━━ Dokumentauszug

Das zugrunde liegende Konzept war völlige Veränderung der öffentlichen und nicht-öffentlichen Bereiche. Das heißt, in der Regel kommt KEINER aus dem öffentlichen Bereich in den nicht-öffentlichen Bereich. Das sind einfach Sicherheitsüberlegungen. Deswegen auch diese Wand [deutet auf das Panzerglas]. Im Altbau war da nichts. Das heißt, wenn da Skandale befürchtet wurden, musste man mit zehn, fünfzehn Wachmeistern den Bereich von Zuschauern und Gericht absichern. Heute kann diese Gefahr unter Umständen selbst bei sicherheitsrelevanten Verfahren mit ein oder zwei Wachmeistern verfolgt werden (ebd.).
Während sich damit die beiden größten bundesdeutschen Standorte Düsseldorf und Stuttgart in ihrer Foucault'schen Ausrichtung eines hierarchisch wie funktionell aufgeteilten, panoptischen Disziplinarraums (Foucault, 1994 [1976]: 183, 187, 191, 251 ff., 2004 [1977–1978]:76) grundlegend ähneln, die das Ziel der Minimierung von Unordnung verfolgt, eint beide Gebäude noch ein weiteres Element dieser sicherheitsbedachten wie Sicherheit hervorbringenden Form staatlicher Rechtsprechung. Denn obwohl diese hochgesicherten Prozesssäle prinzipiell für Verfahren gegen alle Formen von staatlich definiertem Terrorismus Anwendung finden, wurde in ihrer älteren, aber auch jüngeren Ausgestaltung wohl vor allem an ein dezidiert muslimisch-praktizierendes und genuin ‚männliches‘ Publikum gedacht. So sind auf den Herrentoiletten sowohl in dem Düsseldorfer Prozessgebäude von 2004 als auch im Stammheimer Neubau Gelegenheiten für rituelle Fußwaschungen verbaut (vgl. Abb. 3, Bild 4). Sie veranschaulichen, wie sich stereotype Zuschreibungen nicht zuletzt bis in die architektonische Ausgestaltung der Sanitärräume pausen. Bei der teilnehmenden Beobachtung und während gemeinsamer Pausenaufenthalte kommentierten dies die vorrangig muslimisch-praktizierenden weiblichen Besucherinnen unter Verweis auf das Fehlen von Pendants in den Damentoiletten und der funktionalen Trennung zwischen ritueller Waschung und Sanitäranlagen zumeist als „widersprüchlich“ (D10, 22. Dezember 2016:1), gar „zynisch“ (D10, 18. Januar 2017:21) oder als „gut gemeint, aber fehlplatziert“ (D4, 25. Mai 2016:1). Viele von ihnen verwiesen zudem darauf, dass eine adäquate Ausrichtung für Gebete im Wartebereich nur erschwert möglich sei. Der Wartebereich sei einzig für Publikumsverkehr zugänglich, aber nicht mit Sichtelementen ausgestattet (D4, 6. April 2017). Hier fühlten sie sich für das Abhalten von Gebeten ohnehin durch Kameras und andere Prozessbeobachter:innen unnötig beobachtet bis gestört (D4, 16. Februar 2017). Sie machten ferner deutlich, dass sie das (partielle) Platzieren ritueller Waschgelegenheiten nicht zuletzt auch deshalb als (weitere) Form institutioneller Rassifizierung ansähen, weil nach ihren Erfahrungen solche Vorrichtungen in allen anderen staatlich finanzierten Gebäuden Deutschlands mit muslimischem Publikumsverkehr gänzlich unbeachtet blieben (D12, 8. Juli 2018), beispielsweise in Schulen oder Asylunterkünften.

━━━━
━━ Angezeigte Informationen

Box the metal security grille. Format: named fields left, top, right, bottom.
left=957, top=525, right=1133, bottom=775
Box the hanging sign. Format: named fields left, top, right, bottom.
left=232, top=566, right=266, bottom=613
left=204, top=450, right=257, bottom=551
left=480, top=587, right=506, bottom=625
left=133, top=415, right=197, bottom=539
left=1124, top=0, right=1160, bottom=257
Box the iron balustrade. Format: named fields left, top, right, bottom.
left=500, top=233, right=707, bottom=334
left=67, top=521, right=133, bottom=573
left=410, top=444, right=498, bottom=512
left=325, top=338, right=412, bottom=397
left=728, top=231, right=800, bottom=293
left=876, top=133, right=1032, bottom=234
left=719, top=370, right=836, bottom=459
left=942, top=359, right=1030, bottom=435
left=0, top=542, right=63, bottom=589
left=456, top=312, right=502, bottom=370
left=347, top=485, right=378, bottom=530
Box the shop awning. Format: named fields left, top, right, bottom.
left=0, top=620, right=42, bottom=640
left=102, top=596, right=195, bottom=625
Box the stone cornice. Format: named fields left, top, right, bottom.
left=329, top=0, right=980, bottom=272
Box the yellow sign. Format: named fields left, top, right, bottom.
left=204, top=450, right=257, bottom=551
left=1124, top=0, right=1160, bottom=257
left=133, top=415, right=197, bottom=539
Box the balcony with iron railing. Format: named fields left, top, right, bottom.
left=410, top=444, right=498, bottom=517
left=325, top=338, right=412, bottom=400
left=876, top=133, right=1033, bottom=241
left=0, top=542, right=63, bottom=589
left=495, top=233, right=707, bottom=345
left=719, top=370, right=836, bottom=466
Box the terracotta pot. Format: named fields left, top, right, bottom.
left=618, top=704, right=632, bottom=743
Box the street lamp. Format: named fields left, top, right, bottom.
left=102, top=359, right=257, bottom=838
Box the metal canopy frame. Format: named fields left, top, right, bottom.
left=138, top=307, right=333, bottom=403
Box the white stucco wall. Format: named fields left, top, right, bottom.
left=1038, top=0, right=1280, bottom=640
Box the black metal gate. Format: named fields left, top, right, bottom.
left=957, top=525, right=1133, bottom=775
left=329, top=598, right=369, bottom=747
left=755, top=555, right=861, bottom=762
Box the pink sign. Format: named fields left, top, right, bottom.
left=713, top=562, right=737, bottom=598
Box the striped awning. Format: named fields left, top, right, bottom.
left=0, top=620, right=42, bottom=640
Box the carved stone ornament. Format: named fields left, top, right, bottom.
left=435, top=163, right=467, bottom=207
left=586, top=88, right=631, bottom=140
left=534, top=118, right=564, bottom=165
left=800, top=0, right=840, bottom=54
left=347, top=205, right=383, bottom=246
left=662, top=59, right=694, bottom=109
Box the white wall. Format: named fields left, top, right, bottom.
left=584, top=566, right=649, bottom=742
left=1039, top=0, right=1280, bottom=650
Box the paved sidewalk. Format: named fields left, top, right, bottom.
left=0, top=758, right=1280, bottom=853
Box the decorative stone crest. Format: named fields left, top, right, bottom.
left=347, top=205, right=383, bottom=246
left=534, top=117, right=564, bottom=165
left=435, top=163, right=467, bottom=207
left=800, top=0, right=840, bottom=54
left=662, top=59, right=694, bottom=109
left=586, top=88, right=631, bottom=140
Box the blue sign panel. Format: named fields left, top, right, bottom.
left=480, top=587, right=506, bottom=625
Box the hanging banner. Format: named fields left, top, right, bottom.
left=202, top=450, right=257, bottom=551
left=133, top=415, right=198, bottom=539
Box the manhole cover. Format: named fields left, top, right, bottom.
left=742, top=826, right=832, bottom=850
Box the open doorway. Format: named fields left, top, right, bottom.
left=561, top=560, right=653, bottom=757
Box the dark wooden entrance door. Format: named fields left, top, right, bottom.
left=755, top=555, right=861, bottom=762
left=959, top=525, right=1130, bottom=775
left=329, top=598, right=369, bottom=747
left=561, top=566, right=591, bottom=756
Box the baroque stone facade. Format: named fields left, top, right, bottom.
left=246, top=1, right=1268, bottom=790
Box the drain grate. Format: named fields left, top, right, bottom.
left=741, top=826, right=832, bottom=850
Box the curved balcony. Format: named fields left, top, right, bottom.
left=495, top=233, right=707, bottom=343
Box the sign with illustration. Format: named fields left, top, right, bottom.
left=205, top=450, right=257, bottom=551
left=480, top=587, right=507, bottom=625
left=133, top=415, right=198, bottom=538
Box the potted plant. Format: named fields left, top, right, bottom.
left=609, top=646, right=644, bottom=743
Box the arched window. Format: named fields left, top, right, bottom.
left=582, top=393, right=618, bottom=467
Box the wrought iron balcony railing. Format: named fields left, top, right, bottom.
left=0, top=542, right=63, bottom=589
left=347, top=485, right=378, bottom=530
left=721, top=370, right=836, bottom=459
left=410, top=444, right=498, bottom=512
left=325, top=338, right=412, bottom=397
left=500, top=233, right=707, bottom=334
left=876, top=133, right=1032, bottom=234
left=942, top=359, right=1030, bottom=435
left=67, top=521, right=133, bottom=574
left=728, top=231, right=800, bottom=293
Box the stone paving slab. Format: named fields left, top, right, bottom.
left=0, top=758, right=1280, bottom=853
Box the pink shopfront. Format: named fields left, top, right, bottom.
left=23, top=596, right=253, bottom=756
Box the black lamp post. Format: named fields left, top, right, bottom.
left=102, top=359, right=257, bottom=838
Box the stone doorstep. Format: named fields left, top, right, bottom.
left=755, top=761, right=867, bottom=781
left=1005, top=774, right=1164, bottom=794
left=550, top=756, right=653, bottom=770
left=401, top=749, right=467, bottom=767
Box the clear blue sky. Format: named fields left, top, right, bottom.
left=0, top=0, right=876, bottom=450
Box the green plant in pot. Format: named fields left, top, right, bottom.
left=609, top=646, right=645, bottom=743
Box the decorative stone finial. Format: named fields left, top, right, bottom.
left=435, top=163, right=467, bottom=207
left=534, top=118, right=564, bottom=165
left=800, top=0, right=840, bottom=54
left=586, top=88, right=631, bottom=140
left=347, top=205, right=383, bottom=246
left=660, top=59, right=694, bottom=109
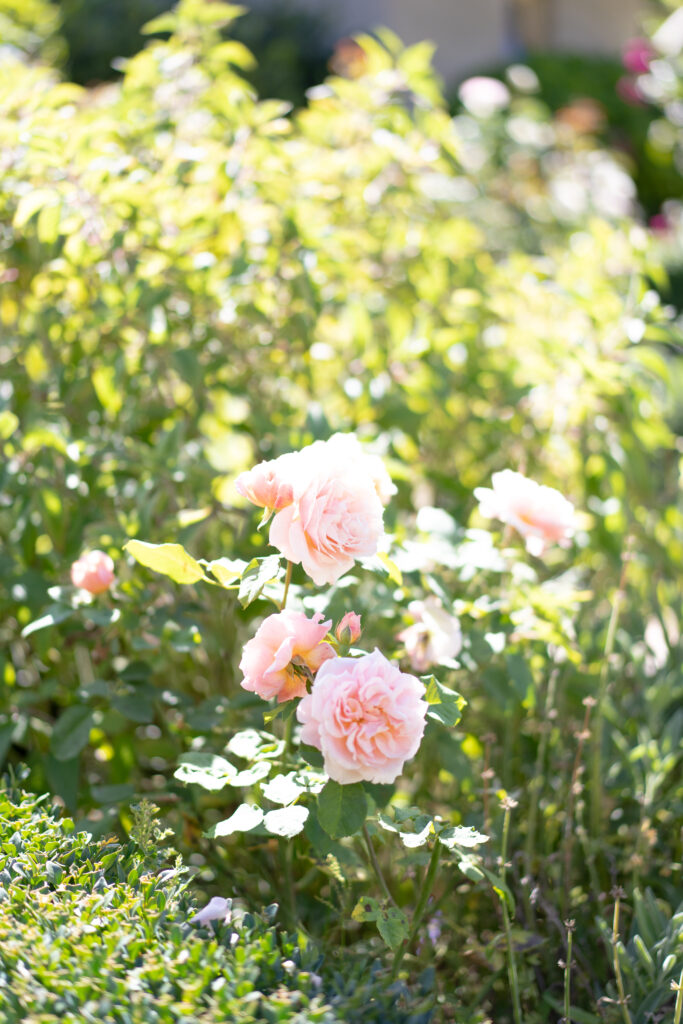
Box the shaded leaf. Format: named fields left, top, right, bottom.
left=50, top=705, right=93, bottom=761
left=317, top=779, right=368, bottom=839
left=238, top=555, right=282, bottom=608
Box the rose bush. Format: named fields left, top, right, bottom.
left=0, top=0, right=683, bottom=1024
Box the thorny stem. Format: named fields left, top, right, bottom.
left=500, top=800, right=522, bottom=1024
left=591, top=538, right=632, bottom=838
left=280, top=561, right=294, bottom=611
left=671, top=971, right=683, bottom=1024
left=564, top=921, right=573, bottom=1024
left=391, top=839, right=441, bottom=981
left=481, top=732, right=496, bottom=851
left=528, top=668, right=559, bottom=880
left=362, top=822, right=396, bottom=906
left=562, top=697, right=596, bottom=913
left=283, top=715, right=294, bottom=768
left=612, top=890, right=633, bottom=1024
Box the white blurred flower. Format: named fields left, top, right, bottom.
left=189, top=896, right=232, bottom=925
left=398, top=595, right=463, bottom=672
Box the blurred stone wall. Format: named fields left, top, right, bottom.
left=247, top=0, right=646, bottom=82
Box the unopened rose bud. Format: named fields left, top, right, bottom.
left=335, top=611, right=360, bottom=647
left=71, top=551, right=114, bottom=594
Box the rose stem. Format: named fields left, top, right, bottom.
left=500, top=801, right=522, bottom=1024
left=280, top=561, right=294, bottom=611
left=591, top=538, right=632, bottom=839
left=391, top=839, right=441, bottom=980
left=362, top=821, right=396, bottom=906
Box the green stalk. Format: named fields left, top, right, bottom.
left=280, top=562, right=294, bottom=611
left=591, top=540, right=630, bottom=838
left=528, top=669, right=559, bottom=879
left=674, top=971, right=683, bottom=1024
left=612, top=896, right=633, bottom=1024
left=362, top=821, right=396, bottom=906
left=391, top=839, right=441, bottom=981
left=564, top=921, right=572, bottom=1024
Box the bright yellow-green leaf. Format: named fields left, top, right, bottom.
left=124, top=541, right=204, bottom=583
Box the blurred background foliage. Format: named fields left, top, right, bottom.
left=0, top=0, right=683, bottom=1024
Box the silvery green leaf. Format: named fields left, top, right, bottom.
left=230, top=761, right=271, bottom=785
left=206, top=804, right=263, bottom=839
left=227, top=729, right=285, bottom=761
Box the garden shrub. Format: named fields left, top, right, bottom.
left=0, top=0, right=683, bottom=1024
left=0, top=785, right=430, bottom=1024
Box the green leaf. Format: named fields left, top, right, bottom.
left=481, top=866, right=515, bottom=915
left=238, top=555, right=282, bottom=608
left=173, top=752, right=238, bottom=791
left=205, top=804, right=263, bottom=839
left=317, top=779, right=368, bottom=839
left=351, top=897, right=410, bottom=949
left=505, top=654, right=533, bottom=700
left=299, top=743, right=325, bottom=768
left=12, top=188, right=58, bottom=227
left=263, top=804, right=308, bottom=839
left=112, top=693, right=155, bottom=725
left=543, top=992, right=604, bottom=1024
left=50, top=705, right=93, bottom=761
left=230, top=760, right=272, bottom=785
left=124, top=541, right=204, bottom=583
left=377, top=551, right=403, bottom=587
left=0, top=409, right=19, bottom=441
left=205, top=558, right=248, bottom=590
left=263, top=700, right=299, bottom=725
left=422, top=676, right=467, bottom=726
left=263, top=771, right=327, bottom=806
left=362, top=782, right=396, bottom=807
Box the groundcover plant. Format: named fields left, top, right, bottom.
left=0, top=0, right=683, bottom=1024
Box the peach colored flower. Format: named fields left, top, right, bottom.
left=398, top=595, right=463, bottom=672
left=474, top=469, right=574, bottom=555
left=234, top=455, right=296, bottom=510
left=297, top=649, right=427, bottom=783
left=270, top=441, right=383, bottom=587
left=335, top=611, right=360, bottom=646
left=319, top=434, right=397, bottom=505
left=240, top=611, right=335, bottom=703
left=71, top=551, right=114, bottom=594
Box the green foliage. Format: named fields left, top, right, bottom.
left=0, top=0, right=683, bottom=1024
left=0, top=785, right=438, bottom=1024
left=0, top=790, right=333, bottom=1024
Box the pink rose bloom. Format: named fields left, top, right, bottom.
left=240, top=611, right=335, bottom=703
left=71, top=551, right=114, bottom=594
left=319, top=434, right=397, bottom=505
left=474, top=469, right=574, bottom=555
left=270, top=434, right=384, bottom=587
left=458, top=75, right=510, bottom=118
left=234, top=456, right=294, bottom=510
left=622, top=39, right=654, bottom=75
left=335, top=611, right=360, bottom=644
left=297, top=649, right=428, bottom=783
left=398, top=595, right=463, bottom=672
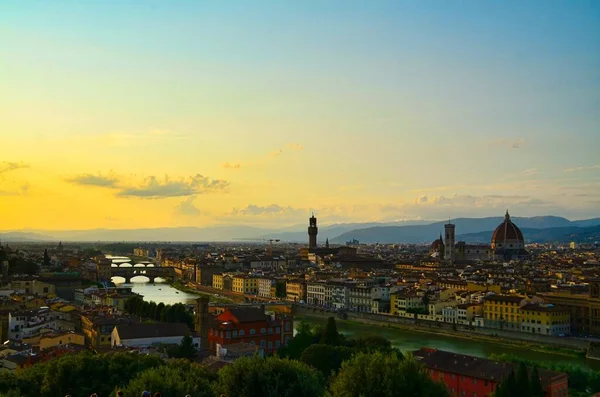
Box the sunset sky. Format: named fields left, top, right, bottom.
left=0, top=0, right=600, bottom=230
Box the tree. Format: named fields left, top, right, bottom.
left=347, top=335, right=403, bottom=359
left=168, top=335, right=197, bottom=360
left=300, top=344, right=354, bottom=377
left=330, top=352, right=450, bottom=397
left=0, top=352, right=164, bottom=397
left=118, top=360, right=216, bottom=397
left=275, top=283, right=287, bottom=298
left=216, top=356, right=325, bottom=397
left=44, top=248, right=52, bottom=267
left=529, top=367, right=544, bottom=397
left=320, top=317, right=341, bottom=346
left=512, top=362, right=531, bottom=397
left=278, top=321, right=320, bottom=360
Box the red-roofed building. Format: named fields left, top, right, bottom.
left=208, top=307, right=294, bottom=354
left=413, top=348, right=569, bottom=397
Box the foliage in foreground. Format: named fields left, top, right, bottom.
left=490, top=354, right=600, bottom=395
left=330, top=352, right=450, bottom=397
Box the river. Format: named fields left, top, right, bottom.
left=295, top=317, right=600, bottom=370
left=106, top=255, right=198, bottom=305
left=105, top=257, right=600, bottom=370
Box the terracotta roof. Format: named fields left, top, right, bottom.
left=116, top=323, right=190, bottom=339
left=413, top=348, right=567, bottom=388
left=228, top=307, right=267, bottom=323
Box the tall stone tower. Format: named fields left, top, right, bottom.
left=308, top=214, right=319, bottom=249
left=194, top=296, right=210, bottom=350
left=444, top=222, right=455, bottom=262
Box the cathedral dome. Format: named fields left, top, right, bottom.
left=492, top=211, right=525, bottom=249
left=431, top=237, right=444, bottom=251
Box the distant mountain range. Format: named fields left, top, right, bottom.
left=456, top=225, right=600, bottom=244
left=330, top=216, right=600, bottom=244
left=0, top=216, right=600, bottom=244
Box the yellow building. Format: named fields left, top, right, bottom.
left=519, top=303, right=571, bottom=336
left=285, top=280, right=306, bottom=302
left=10, top=279, right=56, bottom=296
left=538, top=282, right=600, bottom=335
left=40, top=332, right=85, bottom=350
left=483, top=295, right=529, bottom=331
left=231, top=275, right=258, bottom=294
left=96, top=259, right=112, bottom=280
left=213, top=273, right=223, bottom=291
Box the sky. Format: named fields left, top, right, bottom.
left=0, top=0, right=600, bottom=230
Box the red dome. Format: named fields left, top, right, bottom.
left=492, top=211, right=525, bottom=245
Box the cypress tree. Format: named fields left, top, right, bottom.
left=513, top=361, right=531, bottom=397
left=530, top=367, right=544, bottom=397
left=320, top=317, right=340, bottom=346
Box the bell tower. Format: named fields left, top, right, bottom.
left=444, top=221, right=455, bottom=262
left=308, top=214, right=319, bottom=249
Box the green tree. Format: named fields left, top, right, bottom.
left=300, top=344, right=354, bottom=377
left=529, top=367, right=544, bottom=397
left=347, top=335, right=403, bottom=358
left=275, top=283, right=287, bottom=298
left=278, top=321, right=317, bottom=360
left=44, top=248, right=52, bottom=267
left=118, top=360, right=216, bottom=397
left=512, top=362, right=531, bottom=397
left=217, top=356, right=325, bottom=397
left=330, top=352, right=450, bottom=397
left=320, top=317, right=341, bottom=346
left=0, top=352, right=163, bottom=397
left=168, top=335, right=197, bottom=360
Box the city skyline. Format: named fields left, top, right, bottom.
left=0, top=1, right=600, bottom=230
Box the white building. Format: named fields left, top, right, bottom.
left=442, top=306, right=458, bottom=323
left=306, top=282, right=327, bottom=306
left=258, top=277, right=275, bottom=298
left=111, top=323, right=200, bottom=348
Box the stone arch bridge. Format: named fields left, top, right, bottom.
left=110, top=267, right=176, bottom=283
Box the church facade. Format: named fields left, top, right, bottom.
left=430, top=211, right=529, bottom=262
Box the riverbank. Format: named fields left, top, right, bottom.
left=296, top=308, right=586, bottom=359
left=170, top=280, right=234, bottom=303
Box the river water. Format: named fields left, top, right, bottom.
left=105, top=257, right=600, bottom=370
left=295, top=317, right=600, bottom=370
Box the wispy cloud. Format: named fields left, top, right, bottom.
left=221, top=163, right=242, bottom=170
left=269, top=143, right=304, bottom=157
left=231, top=204, right=304, bottom=216
left=175, top=196, right=202, bottom=216
left=564, top=164, right=600, bottom=172
left=0, top=161, right=29, bottom=174
left=0, top=183, right=29, bottom=197
left=66, top=173, right=119, bottom=188
left=490, top=138, right=528, bottom=149
left=75, top=129, right=186, bottom=148
left=117, top=174, right=229, bottom=199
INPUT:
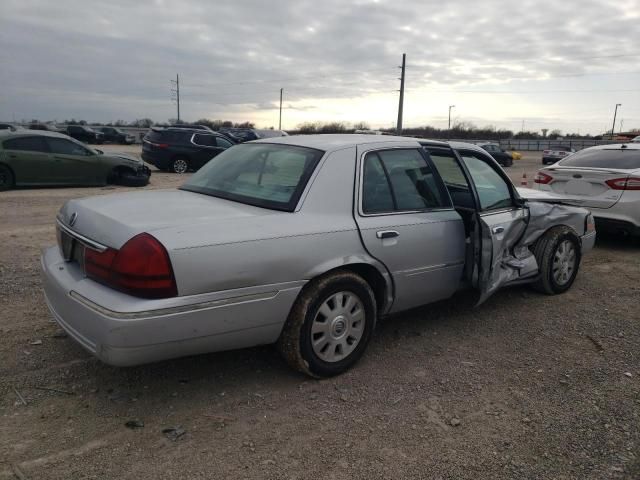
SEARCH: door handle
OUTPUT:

━━━━

Zu erledigen:
1. Wo sind laut Dokumentauszug Gelegenheiten für rituelle Fußwaschungen verbaut?
2. Schreibe aus dem Dokumentauszug den Abschnitt von "Das zugrunde liegende" bis einschließlich "verfolgt werden (ebd.)." wortgetreu ab.
Die Liste ist eigenständiges Material und gehört nicht zum Dokumentauszug.

Lösungen nach Aufgabe:
1. Auf den Herrentoiletten im Düsseldorfer Prozessgebäude von 2004 und im Stammheimer Neubau.

2.
Das zugrunde liegende Konzept war völlige Veränderung der öffentlichen und nicht-öffentlichen Bereiche. Das heißt, in der Regel kommt KEINER aus dem öffentlichen Bereich in den nicht-öffentlichen Bereich. Das sind einfach Sicherheitsüberlegungen. Deswegen auch diese Wand [deutet auf das Panzerglas]. Im Altbau war da nichts. Das heißt, wenn da Skandale befürchtet wurden, musste man mit zehn, fünfzehn Wachmeistern den Bereich von Zuschauern und Gericht absichern. Heute kann diese Gefahr unter Umständen selbst bei sicherheitsrelevanten Verfahren mit ein oder zwei Wachmeistern verfolgt werden (ebd.).